-- start of Provided text --
The hearing examiner concluded that the Uniform Commercial Driver License Act, Wyo. Stat. §§ 31-17-101 to -120 (1989 Supp. 1992), limited the discretion otherwise provided to the hearing examiner under Wyo. Stat. § 31-7-105 (Supp. 1990) of the Driver's License Act, Wyo. Stat. §§ 31-7-101 to -140 (1989 Supp. 1992), and, therefore, he could not issue a probationary driver's license which would allow the appellant to operate commercial motor vehicles. When the district court reviewed the matter, it resolved the conflict between § 31-7-105 and the Uniform Commercial Driver License Act in favor of the Uniform Commercial Driver License Act because of its purpose. The district court found:
Amended by 1991 Wyo. Sess. Laws ch. 241, § 3 effective April 1, 1991, and by 1992 Wyo. Sess. Laws ch. 30, §§ 2 3 effective July 1, 1992, and ch. 69, § 1 effective September 1, 1992.
Commercial motor vehicles do pose a higher degree of risk to the public and in an effort to deal with this higher risk, the legislature apparently found that the prohibition against driving a commercial motor vehicle while one's license was under suspension was needed. The court agrees with the State that higher standards for commercial motor vehicle operation serve a legitimate state interest in the regulation of such vehicles in order to promote public safety.
In general, we review agency actions and the district court's review of those actions under the standard set forth in the Wyoming Administrative Procedure Act. Wyo. Stat. § 16-3-114(c) (1990), provides in relevant part:
The reviewing court shall:
. . . .
(ii) Hold unlawful and set aside agency action, findings and conclusions found to be:
(A) Arbitrary, capricious, an abuse of discretion or otherwise not in accordance with law[.]
The standard of review used when this Court reviews an agency's conclusion of law is straightforward. "If the conclusion of law is in accordance with law, it is affirmed; if it is not, it is to be corrected." Employment Security Commission of Wyoming v. Western Gas Processors, Ltd., 786 P.2d 866, 871 (Wyo. 1990) (citing Department of Revenue and Taxation of State of Wyoming v. Casper Legion Baseball Club, Inc., 767 P.2d 608 (Wyo. 1989), and Rocky Mountain Oil Gas Association v. State Board of Equalization, 749 P.2d 221 (Wyo. 1987)).
In order to determine whether the hearing examiner, and in turn the district court, reached the correct conclusion of law, we must construe § 31-17-105 of the Uniform Commercial Driver License Act against § 31-7-105 of the Driver's License Act.
The Driver's License Act allows for an appeal once a driver has his or her private driver's license suspended. Section 31-7-105(d). After hearing the evidence, the hearing examiner was statutorily provided with several options. The relevant provision of the Driver's License Act in effect at the time of the appellant's suspension provided:
Upon hearing, the hearing examiner shall either rescind or uphold the denial or order of suspension, revocation or cancellation or disqualification from driving a commercial motor vehicle or, good cause appearing therefor, may continue or modify a suspension of the license. The discretion to continue or modify any order of suspension so as to allow driving privileges is limited as follows:
(i) It shall be extended only in cases where failure to do so would cause an undue hardship;
(ii) It shall be extended only once to any person in a five (5) year period;
(iii) It may be extended to a person convicted under W.S. 31-5-233 or other law prohibiting driving while under the influence only if:
(A) Within the five (5) year period preceding the date of the most recent offense, the person has not been convicted under W.S. 31-5-233 or other law prohibiting driving while under the influence; and
(B) The person agrees to pursue and completes an alcohol education or treatment program as the division prescribed.
-- end of Provided text --
-- start of Excerpted data --
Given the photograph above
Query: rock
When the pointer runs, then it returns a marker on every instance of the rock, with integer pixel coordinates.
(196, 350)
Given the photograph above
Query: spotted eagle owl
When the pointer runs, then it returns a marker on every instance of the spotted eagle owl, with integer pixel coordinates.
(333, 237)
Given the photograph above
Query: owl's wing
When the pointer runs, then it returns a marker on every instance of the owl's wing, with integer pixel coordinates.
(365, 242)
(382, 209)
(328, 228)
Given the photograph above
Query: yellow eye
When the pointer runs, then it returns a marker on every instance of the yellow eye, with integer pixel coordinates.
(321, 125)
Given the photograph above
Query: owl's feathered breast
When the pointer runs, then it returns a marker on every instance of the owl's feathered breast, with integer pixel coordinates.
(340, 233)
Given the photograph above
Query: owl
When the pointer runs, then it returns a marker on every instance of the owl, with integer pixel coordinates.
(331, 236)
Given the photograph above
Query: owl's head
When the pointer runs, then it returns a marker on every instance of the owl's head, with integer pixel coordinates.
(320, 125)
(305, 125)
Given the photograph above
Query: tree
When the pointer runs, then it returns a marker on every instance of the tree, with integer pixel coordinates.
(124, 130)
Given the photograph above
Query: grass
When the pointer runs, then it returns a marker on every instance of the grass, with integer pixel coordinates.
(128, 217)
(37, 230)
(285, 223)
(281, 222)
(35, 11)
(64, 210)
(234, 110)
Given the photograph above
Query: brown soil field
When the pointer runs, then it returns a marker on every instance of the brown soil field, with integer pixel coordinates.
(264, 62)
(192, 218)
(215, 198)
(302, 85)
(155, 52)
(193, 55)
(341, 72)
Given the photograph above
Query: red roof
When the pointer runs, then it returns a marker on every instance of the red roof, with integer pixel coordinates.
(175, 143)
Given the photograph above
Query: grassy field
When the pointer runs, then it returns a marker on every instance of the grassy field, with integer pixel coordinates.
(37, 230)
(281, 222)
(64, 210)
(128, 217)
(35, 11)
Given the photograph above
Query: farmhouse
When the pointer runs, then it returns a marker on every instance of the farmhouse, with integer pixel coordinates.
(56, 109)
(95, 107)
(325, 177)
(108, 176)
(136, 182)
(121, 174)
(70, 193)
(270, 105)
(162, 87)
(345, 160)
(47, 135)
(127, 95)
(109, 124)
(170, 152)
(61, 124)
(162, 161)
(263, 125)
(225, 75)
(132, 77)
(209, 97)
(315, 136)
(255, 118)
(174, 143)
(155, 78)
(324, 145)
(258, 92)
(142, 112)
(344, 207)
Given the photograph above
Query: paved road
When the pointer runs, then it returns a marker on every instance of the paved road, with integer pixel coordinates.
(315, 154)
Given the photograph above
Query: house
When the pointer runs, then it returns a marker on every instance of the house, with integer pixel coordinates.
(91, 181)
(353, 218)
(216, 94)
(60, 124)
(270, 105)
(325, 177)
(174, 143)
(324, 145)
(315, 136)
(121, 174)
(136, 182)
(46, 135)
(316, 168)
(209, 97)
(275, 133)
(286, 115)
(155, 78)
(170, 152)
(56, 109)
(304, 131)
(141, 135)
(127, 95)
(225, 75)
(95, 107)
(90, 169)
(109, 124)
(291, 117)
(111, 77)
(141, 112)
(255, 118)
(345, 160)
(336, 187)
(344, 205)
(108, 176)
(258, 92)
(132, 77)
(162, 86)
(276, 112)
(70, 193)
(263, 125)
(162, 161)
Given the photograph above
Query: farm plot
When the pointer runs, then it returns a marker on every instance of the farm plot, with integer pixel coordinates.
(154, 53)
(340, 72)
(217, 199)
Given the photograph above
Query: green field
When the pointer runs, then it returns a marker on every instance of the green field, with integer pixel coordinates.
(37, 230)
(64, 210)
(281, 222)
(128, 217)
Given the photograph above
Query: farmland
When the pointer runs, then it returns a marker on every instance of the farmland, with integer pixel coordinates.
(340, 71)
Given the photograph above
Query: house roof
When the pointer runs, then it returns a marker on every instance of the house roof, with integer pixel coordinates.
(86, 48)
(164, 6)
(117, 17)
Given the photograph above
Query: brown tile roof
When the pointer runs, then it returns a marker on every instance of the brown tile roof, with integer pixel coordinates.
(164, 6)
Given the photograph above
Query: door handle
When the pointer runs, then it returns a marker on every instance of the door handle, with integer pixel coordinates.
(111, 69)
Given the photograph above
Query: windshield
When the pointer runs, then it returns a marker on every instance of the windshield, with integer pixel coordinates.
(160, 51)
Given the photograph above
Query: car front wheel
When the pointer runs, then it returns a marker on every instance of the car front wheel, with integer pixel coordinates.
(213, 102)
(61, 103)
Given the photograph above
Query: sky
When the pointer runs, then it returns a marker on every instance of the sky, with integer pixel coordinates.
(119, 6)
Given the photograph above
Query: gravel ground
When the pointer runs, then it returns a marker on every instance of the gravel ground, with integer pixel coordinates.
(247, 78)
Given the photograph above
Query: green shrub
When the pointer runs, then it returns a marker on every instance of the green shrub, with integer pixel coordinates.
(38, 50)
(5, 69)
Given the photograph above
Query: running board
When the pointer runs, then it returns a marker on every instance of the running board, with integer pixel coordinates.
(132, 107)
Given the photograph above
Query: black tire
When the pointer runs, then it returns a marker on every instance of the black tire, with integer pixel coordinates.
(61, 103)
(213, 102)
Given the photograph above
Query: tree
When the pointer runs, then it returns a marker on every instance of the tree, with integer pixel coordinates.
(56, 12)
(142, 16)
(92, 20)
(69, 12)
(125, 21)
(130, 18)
-- end of Excerpted data --
§ **What you need to do**
[1] Please reproduce, word for word, the Wyoming license opinion from "Commercial motor vehicles do" up to and including "promote public safety.".
[2] For each statement, answer yes or no according to the Wyoming license opinion, and quote the words that settle it.
(a) The district court resolved the conflict in favor of the Driver's License Act.
(b) The discretion to continue or modify a suspension may be extended only once to any person in a five-year period.
(c) An agency's conclusion of law that is not in accordance with law is to be corrected.
[3] Extend the Wyoming license opinion, picking up after its final sentence.
The lines after the Wyoming license opinion are separate material.

§ **Answers by task**
[1]
Commercial motor vehicles do pose a higher degree of risk to the public and in an effort to deal with this higher risk, the legislature apparently found that the prohibition against driving a commercial motor vehicle while one's license was under suspension was needed. The court agrees with the State that higher standards for commercial motor vehicle operation serve a legitimate state interest in the regulation of such vehicles in order to promote public safety.

[2]
(a) No: "in favor of the Uniform Commercial Driver License Act because of its purpose"
(b) Yes: "It shall be extended only once to any person in a five (5) year period"
(c) Yes: "if it is not, it is to be corrected"

[3]
(iv) It shall not be granted in cases of:
. . . .
(F) A disqualification from driving a commercial motor vehicle under W.S. 31-17-111 and 31-17-113.
Section 31-7-105(d). The hearing examiner encountered a conflict between this provision and the Uniform Commercial Driver License Act.
Wyoming adopted the Uniform Commercial Driver License Act in 1989. 1989 Wyo. Sess. Laws ch. 176, § 1. Section 31-17-105 of the Uniform Commercial Driver License Act provides:
(a) Except as provided by W.S. 31-17-106 or when driving under a commercial driver instruction permit, no person may drive a commercial motor vehicle unless the person has been issued and is in immediate possession of a commercial driver license and applicable endorsements valid for the vehicle they are driving.
(b) No person may drive a commercial motor vehicle while:
(i) His driving privilege is suspended, revoked or canceled;
(ii) Subject to a disqualification; or
(iii) Subject to an out-of-service order.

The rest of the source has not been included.